--- Begin RECORDS SUPPLIED ---
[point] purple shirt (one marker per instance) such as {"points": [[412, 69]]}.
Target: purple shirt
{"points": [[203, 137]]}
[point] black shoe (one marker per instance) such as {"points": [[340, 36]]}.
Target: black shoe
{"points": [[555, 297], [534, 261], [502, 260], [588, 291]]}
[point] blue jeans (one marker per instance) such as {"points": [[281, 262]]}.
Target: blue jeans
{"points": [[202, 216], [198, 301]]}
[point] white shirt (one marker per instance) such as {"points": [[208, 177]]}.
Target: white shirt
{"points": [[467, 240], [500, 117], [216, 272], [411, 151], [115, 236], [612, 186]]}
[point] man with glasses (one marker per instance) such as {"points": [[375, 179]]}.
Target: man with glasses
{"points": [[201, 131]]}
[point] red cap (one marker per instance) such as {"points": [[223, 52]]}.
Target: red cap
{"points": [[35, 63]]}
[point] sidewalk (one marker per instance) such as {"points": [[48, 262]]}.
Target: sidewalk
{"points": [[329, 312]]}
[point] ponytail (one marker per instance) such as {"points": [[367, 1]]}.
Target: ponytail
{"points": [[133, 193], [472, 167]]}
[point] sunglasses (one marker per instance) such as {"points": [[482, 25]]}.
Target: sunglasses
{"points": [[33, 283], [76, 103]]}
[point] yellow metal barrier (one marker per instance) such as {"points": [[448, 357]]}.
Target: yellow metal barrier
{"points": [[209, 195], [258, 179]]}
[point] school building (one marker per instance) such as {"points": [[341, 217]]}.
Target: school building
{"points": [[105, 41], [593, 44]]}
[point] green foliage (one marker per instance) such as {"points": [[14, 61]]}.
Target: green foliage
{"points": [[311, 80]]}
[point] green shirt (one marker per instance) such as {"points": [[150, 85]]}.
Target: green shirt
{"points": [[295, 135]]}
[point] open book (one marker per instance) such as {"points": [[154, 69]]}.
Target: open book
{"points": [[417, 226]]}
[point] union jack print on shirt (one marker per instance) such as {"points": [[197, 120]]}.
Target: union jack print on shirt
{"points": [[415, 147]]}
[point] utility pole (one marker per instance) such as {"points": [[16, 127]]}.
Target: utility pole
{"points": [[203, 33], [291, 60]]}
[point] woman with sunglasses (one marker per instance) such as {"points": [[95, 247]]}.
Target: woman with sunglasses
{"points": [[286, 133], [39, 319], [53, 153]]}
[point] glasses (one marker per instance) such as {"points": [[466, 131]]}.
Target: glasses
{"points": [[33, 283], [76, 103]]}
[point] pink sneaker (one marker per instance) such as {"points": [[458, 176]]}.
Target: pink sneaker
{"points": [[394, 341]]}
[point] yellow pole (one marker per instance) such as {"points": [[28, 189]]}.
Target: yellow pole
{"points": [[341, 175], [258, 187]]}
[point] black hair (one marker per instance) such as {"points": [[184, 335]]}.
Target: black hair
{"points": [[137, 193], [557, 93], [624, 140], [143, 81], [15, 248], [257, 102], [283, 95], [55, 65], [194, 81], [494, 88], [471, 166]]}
--- End RECORDS SUPPLIED ---
§ **BRIEF**
Recast the listing above as a two-column CSV headed input and output, with one row for every answer in it: the text that precedes the answer goes in input, and the answer goes in output. Put each field in quotes and replace any line breaks with spaces.

§ **SOLUTION TO THE PROBLEM**
input,output
"[point] purple shirt (one marker per instance) such as {""points"": [[412, 69]]}. Target: purple shirt","{""points"": [[203, 137]]}"
"[point] black shoe (one marker per instance) such as {""points"": [[340, 36]]}. Target: black shoe","{""points"": [[555, 297], [534, 261], [502, 260], [588, 291]]}"
"[point] blue jeans (one marker per instance) such as {""points"": [[281, 262]]}. Target: blue jeans","{""points"": [[202, 216], [198, 301]]}"
"[point] white shirt (one marker per instance) such as {""points"": [[208, 177]]}. Target: white shirt","{""points"": [[467, 240], [500, 117], [216, 272], [411, 151], [115, 236], [612, 186]]}"
"[point] man with glasses (one marker per instance) such as {""points"": [[375, 179]]}. Target: man with glasses","{""points"": [[201, 131]]}"
"[point] red cap (one marker per instance) such as {""points"": [[223, 52]]}. Target: red cap","{""points"": [[35, 63]]}"
"[point] sidewalk (one marker per instance) such as {""points"": [[48, 262]]}. Target: sidewalk","{""points"": [[329, 312]]}"
"[point] ponytail (one marker per instance) such as {""points"": [[367, 1]]}. Target: ponytail","{""points"": [[133, 193], [472, 167]]}"
"[point] sunglasses (one marker per instance) such as {""points"": [[482, 25]]}. Target: sunglasses","{""points"": [[33, 283], [76, 103]]}"
"[point] yellow metal barrier (one marker per instance) such as {""points"": [[448, 357]]}. Target: yellow metal barrier","{""points"": [[209, 195], [258, 179]]}"
"[point] school building (one marker per instance) such as {""points"": [[341, 217]]}. Target: school building","{""points"": [[105, 41], [593, 44]]}"
"[point] green foliage (one marker per instance) such as {""points"": [[14, 61]]}. Target: green foliage","{""points"": [[311, 80]]}"
"[point] green shirt (one marker per instance) such as {""points"": [[150, 85]]}. Target: green shirt","{""points"": [[295, 135]]}"
"[point] open book (one marker per instance) such as {""points"": [[154, 69]]}. Target: open book","{""points"": [[417, 226]]}"
"[point] union jack print on shirt (one marker per instance) such as {""points"": [[197, 120]]}. Target: union jack print on shirt","{""points"": [[415, 147]]}"
"[point] utility pole (one marker per instance) such as {""points"": [[16, 127]]}. Target: utility pole","{""points"": [[203, 33], [291, 60]]}"
"[point] woman with sunglasses (one marker per instance) such as {""points"": [[95, 247]]}. Target: woman with sunglasses","{""points"": [[286, 133], [39, 319], [53, 153]]}"
"[point] glasses (one marker per instance) such as {""points"": [[466, 131]]}. Target: glasses","{""points"": [[33, 283], [76, 103]]}"
"[point] pink sneaker (one marker per instance) such as {""points"": [[458, 176]]}. Target: pink sneaker","{""points"": [[394, 341]]}"
"[point] yellow pole (one marker per instance) such as {""points"": [[28, 189]]}. Target: yellow pole","{""points"": [[341, 175], [258, 187]]}"
"[point] black hair (one marker per instance) such as {""points"": [[184, 335]]}. Target: black hair","{""points"": [[137, 193], [557, 93], [624, 140], [143, 81], [15, 248], [257, 102], [283, 95], [55, 65], [194, 81], [494, 88], [471, 166]]}"